Challenge.
Reproduce every one of the records below word for word, keeping their original order.

Raw records.
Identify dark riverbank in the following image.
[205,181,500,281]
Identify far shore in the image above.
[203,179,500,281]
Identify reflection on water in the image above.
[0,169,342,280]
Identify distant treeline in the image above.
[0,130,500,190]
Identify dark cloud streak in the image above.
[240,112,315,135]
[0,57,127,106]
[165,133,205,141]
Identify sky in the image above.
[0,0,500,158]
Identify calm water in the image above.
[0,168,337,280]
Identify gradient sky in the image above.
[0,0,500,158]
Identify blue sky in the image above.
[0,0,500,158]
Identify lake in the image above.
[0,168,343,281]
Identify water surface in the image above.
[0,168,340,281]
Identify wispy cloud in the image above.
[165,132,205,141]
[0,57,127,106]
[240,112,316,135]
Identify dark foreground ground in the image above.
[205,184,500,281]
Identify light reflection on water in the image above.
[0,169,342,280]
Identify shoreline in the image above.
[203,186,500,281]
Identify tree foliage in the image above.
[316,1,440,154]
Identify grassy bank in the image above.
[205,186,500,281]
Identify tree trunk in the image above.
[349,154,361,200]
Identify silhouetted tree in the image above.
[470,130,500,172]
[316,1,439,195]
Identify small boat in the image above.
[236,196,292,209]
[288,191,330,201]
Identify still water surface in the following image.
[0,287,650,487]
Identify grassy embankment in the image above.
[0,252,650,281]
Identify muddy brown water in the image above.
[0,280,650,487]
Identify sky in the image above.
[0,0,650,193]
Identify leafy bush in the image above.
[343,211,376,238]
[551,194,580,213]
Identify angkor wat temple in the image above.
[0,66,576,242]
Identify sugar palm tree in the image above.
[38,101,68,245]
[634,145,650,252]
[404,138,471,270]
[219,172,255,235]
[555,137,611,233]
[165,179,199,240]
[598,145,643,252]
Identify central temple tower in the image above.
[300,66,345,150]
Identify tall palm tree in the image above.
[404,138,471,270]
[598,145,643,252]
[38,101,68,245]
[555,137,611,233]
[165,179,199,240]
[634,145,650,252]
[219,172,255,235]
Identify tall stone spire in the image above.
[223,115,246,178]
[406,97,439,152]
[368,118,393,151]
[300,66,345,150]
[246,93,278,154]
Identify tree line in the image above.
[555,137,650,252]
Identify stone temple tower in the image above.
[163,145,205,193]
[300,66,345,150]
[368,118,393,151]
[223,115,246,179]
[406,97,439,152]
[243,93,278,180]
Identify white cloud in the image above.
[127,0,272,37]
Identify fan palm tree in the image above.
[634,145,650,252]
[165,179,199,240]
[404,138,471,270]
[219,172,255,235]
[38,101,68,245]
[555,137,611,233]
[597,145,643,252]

In response.
Identify dark riverbank in the following image.
[205,181,500,281]
Identify far shore in the image above.
[203,179,500,281]
Identify reflection on water in the image above.
[0,169,342,280]
Identify distant treeline in the image above.
[0,130,500,190]
Identify dark cloud streak in the image above.
[240,112,315,135]
[0,57,127,106]
[165,133,205,141]
Identify sky in the image above.
[0,0,500,158]
Identify calm water in the image above.
[0,168,337,280]
Identify gradient sky in the image above.
[0,0,500,158]
Identify blue sky in the image above.
[0,0,500,158]
Identify lake in the image above.
[0,168,343,281]
Identify water surface in the image above.
[0,168,340,281]
Identify wispy cloud in the image above.
[165,132,205,141]
[0,57,127,106]
[240,112,316,135]
Identify dark foreground ground in the image above.
[205,184,500,281]
Identify light reflection on water in the image above.
[0,169,342,280]
Identify shoreline in the image above.
[203,186,500,281]
Identify tree foliage in the image above.
[316,1,440,154]
Identify grassy bank in the image above.
[205,186,500,281]
Identify tree trunk in the image above.
[349,154,361,200]
Identify silhouetted tree in the image above.
[470,130,500,172]
[316,1,439,195]
Identify small boat in the image above.
[236,196,292,209]
[288,191,330,201]
Identify still water surface in the following image.
[0,287,650,487]
Identify grassy embankment in the image above.
[0,252,650,281]
Identify muddy brown water in the image above.
[0,280,650,487]
Identify sky in the image above.
[0,0,650,193]
Identify leafy bush in the image above.
[343,211,376,238]
[551,194,580,213]
Identify angkor wat temple in the image above.
[0,66,576,242]
Identify sugar palm tree in the image above.
[38,101,68,245]
[634,145,650,252]
[404,138,471,270]
[219,172,255,235]
[555,137,611,233]
[165,179,199,240]
[598,145,643,252]
Identify central temple tower in the image above.
[300,66,345,150]
Identify tall palm tree in the image above.
[404,138,471,270]
[598,145,643,252]
[38,101,68,245]
[555,137,611,233]
[165,179,199,240]
[634,145,650,252]
[219,172,255,235]
Identify tall stone spire in the image above.
[223,115,246,178]
[406,97,439,152]
[368,118,393,151]
[300,66,345,150]
[246,93,278,154]
Identify tree line in the image above.
[555,137,650,252]
Identify stone temple tower in the image above.
[163,145,205,193]
[300,66,345,150]
[368,118,393,151]
[223,115,246,179]
[406,97,439,152]
[243,93,278,180]
Identify white cloud in the image above.
[127,0,272,37]
Identify fan palm tree in the image above.
[634,145,650,252]
[165,179,199,240]
[404,138,471,270]
[219,172,255,235]
[38,101,68,245]
[555,137,611,233]
[597,145,643,252]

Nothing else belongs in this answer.